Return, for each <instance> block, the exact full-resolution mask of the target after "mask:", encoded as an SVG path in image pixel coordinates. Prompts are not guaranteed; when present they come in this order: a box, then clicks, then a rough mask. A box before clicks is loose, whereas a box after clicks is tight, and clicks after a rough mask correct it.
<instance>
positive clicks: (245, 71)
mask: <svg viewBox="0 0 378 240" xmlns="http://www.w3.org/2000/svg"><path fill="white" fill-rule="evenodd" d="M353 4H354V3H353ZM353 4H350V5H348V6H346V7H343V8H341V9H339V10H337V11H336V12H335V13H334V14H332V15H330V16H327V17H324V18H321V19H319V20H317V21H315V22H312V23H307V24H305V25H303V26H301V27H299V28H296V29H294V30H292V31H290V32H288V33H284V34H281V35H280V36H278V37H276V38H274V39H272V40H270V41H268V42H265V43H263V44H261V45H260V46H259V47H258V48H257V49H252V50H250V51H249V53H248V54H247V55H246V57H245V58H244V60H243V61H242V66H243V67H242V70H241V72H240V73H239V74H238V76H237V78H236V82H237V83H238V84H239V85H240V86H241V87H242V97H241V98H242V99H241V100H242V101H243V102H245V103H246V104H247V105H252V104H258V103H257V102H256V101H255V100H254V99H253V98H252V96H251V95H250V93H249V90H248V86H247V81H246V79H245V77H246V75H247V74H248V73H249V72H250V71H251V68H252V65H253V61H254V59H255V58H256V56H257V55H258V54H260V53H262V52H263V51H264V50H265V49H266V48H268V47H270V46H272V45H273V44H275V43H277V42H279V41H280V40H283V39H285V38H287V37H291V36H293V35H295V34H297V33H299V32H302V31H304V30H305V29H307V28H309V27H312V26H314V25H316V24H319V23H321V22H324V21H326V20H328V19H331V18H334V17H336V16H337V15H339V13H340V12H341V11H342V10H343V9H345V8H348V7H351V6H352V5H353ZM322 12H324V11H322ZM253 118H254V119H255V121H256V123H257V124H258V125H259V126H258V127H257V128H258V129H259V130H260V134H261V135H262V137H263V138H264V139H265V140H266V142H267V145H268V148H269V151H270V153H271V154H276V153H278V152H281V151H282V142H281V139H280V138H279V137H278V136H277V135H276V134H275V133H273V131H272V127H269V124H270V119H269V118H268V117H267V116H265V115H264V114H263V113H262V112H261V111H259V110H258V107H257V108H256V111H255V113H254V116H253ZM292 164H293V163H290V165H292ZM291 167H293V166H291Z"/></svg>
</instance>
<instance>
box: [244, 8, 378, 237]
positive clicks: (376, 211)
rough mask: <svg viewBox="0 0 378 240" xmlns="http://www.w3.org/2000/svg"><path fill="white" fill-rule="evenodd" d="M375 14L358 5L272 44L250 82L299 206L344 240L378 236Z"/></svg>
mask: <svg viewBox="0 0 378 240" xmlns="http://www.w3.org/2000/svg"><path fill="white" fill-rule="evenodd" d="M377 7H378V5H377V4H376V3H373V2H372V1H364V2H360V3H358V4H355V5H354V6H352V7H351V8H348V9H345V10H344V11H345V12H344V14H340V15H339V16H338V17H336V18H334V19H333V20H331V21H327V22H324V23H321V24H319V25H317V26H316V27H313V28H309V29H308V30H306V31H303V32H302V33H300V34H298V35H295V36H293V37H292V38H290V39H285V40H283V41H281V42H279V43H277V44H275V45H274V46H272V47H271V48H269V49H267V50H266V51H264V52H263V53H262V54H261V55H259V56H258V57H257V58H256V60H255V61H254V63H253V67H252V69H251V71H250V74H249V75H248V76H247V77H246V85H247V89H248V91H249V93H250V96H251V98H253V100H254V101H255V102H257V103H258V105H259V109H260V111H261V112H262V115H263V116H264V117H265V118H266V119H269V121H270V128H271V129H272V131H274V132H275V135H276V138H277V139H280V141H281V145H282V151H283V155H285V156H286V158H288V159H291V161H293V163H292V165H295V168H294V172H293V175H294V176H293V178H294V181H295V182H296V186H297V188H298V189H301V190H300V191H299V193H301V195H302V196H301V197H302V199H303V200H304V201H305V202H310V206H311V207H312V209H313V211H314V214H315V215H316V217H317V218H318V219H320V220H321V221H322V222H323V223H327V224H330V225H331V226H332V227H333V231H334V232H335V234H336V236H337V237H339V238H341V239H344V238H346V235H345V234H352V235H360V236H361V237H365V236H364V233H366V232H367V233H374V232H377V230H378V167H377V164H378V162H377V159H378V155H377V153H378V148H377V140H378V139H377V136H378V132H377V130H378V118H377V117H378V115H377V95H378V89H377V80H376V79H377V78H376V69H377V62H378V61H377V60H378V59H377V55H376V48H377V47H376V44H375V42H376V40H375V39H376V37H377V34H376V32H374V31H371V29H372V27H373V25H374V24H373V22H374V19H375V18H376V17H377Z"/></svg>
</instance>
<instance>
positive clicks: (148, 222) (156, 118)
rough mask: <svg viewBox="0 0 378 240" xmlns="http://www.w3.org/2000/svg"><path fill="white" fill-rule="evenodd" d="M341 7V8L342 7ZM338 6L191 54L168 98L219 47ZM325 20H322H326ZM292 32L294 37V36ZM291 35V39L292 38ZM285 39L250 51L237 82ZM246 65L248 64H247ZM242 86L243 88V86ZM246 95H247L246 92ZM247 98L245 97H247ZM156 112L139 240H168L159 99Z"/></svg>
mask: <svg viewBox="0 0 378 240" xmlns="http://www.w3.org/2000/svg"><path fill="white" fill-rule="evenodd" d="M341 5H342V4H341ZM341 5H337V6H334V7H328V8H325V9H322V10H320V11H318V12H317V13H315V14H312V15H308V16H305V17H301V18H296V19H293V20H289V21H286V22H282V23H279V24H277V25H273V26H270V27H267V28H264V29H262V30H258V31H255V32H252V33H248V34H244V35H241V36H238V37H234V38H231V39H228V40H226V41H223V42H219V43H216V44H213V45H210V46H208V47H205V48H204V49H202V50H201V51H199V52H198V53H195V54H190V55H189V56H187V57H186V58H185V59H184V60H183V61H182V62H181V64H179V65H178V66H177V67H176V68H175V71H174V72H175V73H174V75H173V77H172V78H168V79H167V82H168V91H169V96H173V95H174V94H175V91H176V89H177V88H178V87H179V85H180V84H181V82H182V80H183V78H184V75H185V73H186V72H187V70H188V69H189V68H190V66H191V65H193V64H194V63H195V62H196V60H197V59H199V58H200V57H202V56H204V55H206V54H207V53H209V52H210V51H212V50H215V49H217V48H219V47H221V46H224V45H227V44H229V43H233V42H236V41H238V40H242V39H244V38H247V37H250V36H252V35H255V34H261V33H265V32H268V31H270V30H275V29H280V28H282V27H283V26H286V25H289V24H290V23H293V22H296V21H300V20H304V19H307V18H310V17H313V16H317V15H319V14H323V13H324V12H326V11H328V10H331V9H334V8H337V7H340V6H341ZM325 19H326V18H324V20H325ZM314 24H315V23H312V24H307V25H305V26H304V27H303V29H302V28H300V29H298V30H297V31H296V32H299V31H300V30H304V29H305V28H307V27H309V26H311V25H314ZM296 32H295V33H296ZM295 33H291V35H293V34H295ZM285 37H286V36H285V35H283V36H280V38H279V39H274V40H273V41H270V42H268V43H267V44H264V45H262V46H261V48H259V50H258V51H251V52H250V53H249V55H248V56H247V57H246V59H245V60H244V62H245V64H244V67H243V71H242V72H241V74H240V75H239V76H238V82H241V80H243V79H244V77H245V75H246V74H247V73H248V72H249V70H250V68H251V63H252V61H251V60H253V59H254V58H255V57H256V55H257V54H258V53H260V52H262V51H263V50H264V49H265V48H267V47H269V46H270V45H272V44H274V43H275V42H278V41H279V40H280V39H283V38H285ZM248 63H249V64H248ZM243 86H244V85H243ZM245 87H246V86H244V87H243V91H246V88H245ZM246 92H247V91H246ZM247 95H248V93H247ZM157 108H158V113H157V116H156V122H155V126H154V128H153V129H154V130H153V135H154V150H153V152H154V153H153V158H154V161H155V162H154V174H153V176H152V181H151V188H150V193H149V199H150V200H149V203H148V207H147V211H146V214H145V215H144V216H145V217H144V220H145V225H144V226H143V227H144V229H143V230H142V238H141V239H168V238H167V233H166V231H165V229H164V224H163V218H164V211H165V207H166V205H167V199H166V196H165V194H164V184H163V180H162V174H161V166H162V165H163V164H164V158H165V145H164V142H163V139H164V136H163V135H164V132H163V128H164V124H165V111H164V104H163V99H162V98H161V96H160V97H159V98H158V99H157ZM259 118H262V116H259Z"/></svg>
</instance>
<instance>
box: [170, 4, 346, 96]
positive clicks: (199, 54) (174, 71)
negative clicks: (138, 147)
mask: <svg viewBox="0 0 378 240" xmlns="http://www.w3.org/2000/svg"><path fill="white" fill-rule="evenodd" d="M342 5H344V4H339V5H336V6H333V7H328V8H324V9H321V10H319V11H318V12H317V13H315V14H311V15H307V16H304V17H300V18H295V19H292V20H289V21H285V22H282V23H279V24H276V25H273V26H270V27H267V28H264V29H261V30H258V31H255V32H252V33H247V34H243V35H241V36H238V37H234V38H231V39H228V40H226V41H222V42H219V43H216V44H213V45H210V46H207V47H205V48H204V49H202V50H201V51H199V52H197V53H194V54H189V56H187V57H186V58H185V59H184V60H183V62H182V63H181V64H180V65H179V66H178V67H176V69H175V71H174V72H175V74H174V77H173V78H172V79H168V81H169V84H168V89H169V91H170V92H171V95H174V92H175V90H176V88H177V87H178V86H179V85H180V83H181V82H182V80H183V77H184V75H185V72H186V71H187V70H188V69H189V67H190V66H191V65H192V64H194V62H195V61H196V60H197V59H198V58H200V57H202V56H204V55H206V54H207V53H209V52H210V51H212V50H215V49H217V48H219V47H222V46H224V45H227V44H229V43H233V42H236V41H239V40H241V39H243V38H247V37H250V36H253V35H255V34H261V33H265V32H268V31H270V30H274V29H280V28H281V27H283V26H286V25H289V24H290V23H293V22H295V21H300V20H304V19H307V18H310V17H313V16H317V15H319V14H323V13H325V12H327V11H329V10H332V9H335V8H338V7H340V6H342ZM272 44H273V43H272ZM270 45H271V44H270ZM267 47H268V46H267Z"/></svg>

- Request -
Return the material word for word, starting at its first line and ending with the line that contains "positive clicks: (245, 71)", both included.

- Output below -
Return, for each <instance> block, the exact full-resolution mask of the target after "mask:", encoded as an SVG path in image pixel coordinates. Prompts are not guaranteed; when present they come in this order: a box, then clicks, then a rough mask. A box before clicks is loose, whereas a box after clicks is tight, and clicks after a rough mask correct it.
<instance>
positive clicks: (245, 71)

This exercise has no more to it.